Required work: All of the records listed below should be retyped exactly.

◇ ◇ ◇ ◇ ◇

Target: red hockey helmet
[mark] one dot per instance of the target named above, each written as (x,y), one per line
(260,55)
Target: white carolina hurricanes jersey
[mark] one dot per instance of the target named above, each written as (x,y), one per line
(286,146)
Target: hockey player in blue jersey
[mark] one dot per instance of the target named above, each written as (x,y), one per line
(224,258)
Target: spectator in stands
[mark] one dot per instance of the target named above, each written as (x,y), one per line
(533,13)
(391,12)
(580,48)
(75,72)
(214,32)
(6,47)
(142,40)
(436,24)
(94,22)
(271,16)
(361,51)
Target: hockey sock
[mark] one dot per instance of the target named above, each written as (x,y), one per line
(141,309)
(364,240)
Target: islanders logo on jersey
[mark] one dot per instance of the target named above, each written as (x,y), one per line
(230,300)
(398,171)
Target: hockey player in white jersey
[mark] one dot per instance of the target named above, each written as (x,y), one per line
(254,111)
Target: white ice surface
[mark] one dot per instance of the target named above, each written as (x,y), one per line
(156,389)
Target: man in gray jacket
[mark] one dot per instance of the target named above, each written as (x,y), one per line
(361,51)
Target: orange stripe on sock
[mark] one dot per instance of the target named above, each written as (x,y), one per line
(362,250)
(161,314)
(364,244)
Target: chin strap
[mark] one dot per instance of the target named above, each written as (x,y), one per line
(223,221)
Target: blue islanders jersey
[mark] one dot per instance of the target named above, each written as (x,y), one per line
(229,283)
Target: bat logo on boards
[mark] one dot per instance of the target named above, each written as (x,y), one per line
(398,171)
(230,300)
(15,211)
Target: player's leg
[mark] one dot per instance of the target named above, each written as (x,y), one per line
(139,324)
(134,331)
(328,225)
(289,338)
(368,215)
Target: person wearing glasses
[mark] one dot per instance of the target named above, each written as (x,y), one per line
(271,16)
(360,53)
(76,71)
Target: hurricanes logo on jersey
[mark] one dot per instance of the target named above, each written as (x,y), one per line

◇ ◇ ◇ ◇ ◇

Result of the task:
Target: red hockey helmet
[mark] one dot per instance of the target named above, each written as (x,y), one per line
(260,55)
Target: white carolina hurricanes jersey
[mark] one dot per instance of the target named above, each written as (x,y), one per line
(286,146)
Target: hockey player in blue jersey
[mark] one dot per instance of the target named above, each written as (x,y), one per line
(224,258)
Target: spectator in stands
[mark] one dot per instance of the target named above, each written as (x,y), one per line
(533,13)
(391,12)
(580,48)
(75,72)
(214,32)
(6,47)
(142,40)
(436,24)
(94,22)
(271,16)
(361,51)
Target: hockey sock
[mark] one dot per instance of the target named above, each written as (x,y), one per line
(141,309)
(364,240)
Target: islanders logo on jersey
[mark] one dot per instance of the target named above, each written as (x,y), one per line
(230,300)
(398,171)
Target: hockey player in white jersey
[mark] one dot per instance of the target named above, each written as (x,y), one per line
(254,111)
Target: white ice surface
[mark] one dot per instance of the target named above, each written as (x,y), one per line
(156,389)
Target: man in gray jacket
[mark] one dot per instance of the target named above, each written as (x,y), one per line
(361,51)
Target: orange stripe on sock
[mark] one dot per instance of the target named above, each written as (x,y), one per line
(362,250)
(161,314)
(364,244)
Target: chin strap
[mark] one dot per instance of the target named above, each written as (x,y), one per line
(223,221)
Target: blue islanders jersey
[mark] one dot per instance of the target named above, each written as (x,y), one per line
(229,283)
Target: bat logo on boards
[mark] one dot per instance of the target named above, each written as (x,y), one per line
(398,171)
(230,300)
(15,211)
Target: player's leg
[mark] one dot per instance of the target named above, each written as (x,y), one per line
(139,324)
(134,331)
(328,225)
(289,338)
(368,215)
Target: person wearing glasses
[mark] one dot per instance of the target named above, each written as (x,y), one per line
(271,16)
(360,53)
(76,71)
Target: hurricanes logo on jersey
[mark] one dot per instance of the target named above, each written as (x,y), one per line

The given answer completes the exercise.